EXTRACTED INFORMATION
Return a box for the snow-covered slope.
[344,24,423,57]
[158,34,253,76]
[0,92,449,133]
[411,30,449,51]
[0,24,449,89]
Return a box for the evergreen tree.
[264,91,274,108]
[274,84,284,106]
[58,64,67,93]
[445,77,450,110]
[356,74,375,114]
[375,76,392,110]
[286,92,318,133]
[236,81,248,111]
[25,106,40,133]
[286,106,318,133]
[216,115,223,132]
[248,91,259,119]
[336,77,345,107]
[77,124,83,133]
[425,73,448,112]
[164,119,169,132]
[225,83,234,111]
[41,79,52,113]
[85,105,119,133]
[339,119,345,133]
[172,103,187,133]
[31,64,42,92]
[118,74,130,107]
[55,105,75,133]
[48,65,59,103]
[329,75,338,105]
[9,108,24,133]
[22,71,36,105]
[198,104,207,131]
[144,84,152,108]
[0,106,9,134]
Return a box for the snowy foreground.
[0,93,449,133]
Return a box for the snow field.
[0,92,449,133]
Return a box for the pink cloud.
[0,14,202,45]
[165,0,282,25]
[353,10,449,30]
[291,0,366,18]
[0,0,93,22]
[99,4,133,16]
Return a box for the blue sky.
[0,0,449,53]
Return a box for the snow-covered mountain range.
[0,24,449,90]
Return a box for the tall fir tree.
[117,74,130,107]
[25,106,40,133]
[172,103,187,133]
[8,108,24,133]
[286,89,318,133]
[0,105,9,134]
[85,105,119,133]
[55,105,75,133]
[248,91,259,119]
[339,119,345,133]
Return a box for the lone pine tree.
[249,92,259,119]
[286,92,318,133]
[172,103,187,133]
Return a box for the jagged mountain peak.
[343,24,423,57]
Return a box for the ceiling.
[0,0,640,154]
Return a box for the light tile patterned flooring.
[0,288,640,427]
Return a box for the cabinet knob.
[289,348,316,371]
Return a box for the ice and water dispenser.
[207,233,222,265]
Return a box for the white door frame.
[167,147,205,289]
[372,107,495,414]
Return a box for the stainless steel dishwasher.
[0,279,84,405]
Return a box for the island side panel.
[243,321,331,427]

SHORT PROBLEM
Render the data above as a two-column CSV with the header row text,boxes, using one row per entry. Put the entry's wording in the text field and all of its boxes in the boxes field, each field quoted and with line breaks replaced by spaces.

TASK RESPONSE
text,boxes
"Return a box for the snow-covered slope.","[344,24,423,57] [158,34,253,76] [0,92,449,133] [411,30,449,51] [0,24,449,89]"
"Return a box for the evergreen tree.","[264,91,274,108] [274,84,284,106] [58,64,67,93] [445,77,450,110] [356,74,375,114] [375,76,392,110] [286,92,318,133] [236,81,248,111] [25,106,40,133] [286,106,318,133] [216,115,223,132] [248,91,259,119] [336,77,345,107] [77,124,83,133] [425,73,448,112] [164,119,169,132] [225,83,234,111] [41,79,52,113] [85,105,119,133] [339,119,345,133] [172,103,187,133] [31,64,42,92] [118,74,130,107] [55,105,75,133] [48,65,59,103] [329,75,338,105] [9,108,24,133] [22,71,36,105] [198,104,207,131] [144,84,152,108] [0,106,9,134]"
"Return a box for the snowy foreground.","[0,93,449,133]"
"Return a box for the snow field.","[0,92,449,133]"
"Return a box for the pink cloud.","[0,14,202,45] [165,0,282,25] [353,10,449,30] [291,0,366,18] [0,0,93,22] [99,4,133,16]"
"Return a box for the blue sky.","[0,0,449,53]"
"Return a box for the snow-covered mountain range.","[0,24,449,90]"
"Return a box for the tall fir tree.","[117,74,130,107] [25,106,40,133] [172,103,187,133] [8,108,24,133] [286,89,318,133] [0,105,9,134] [85,105,119,133] [55,105,75,133] [248,91,259,119] [339,119,345,133]"
"Return a box for the lone pine tree.","[249,92,259,119] [286,92,318,133] [172,103,187,133]"
"Return a box for the jagged mountain peak.","[343,24,423,57]"
"Return a box for the ceiling.","[0,0,640,154]"
"Return a box for the light tile patterned flooring.","[0,288,640,427]"
"Return a box for the cabinet knob.","[289,348,316,371]"
"Return a box for the ice and water dispenser.","[207,233,222,265]"
"Return a box for the white door frame.","[167,147,205,289] [372,107,495,414]"
"Return a box for the stainless steel dishwasher.","[0,279,84,405]"
"Return a box for the island side panel.","[243,321,331,427]"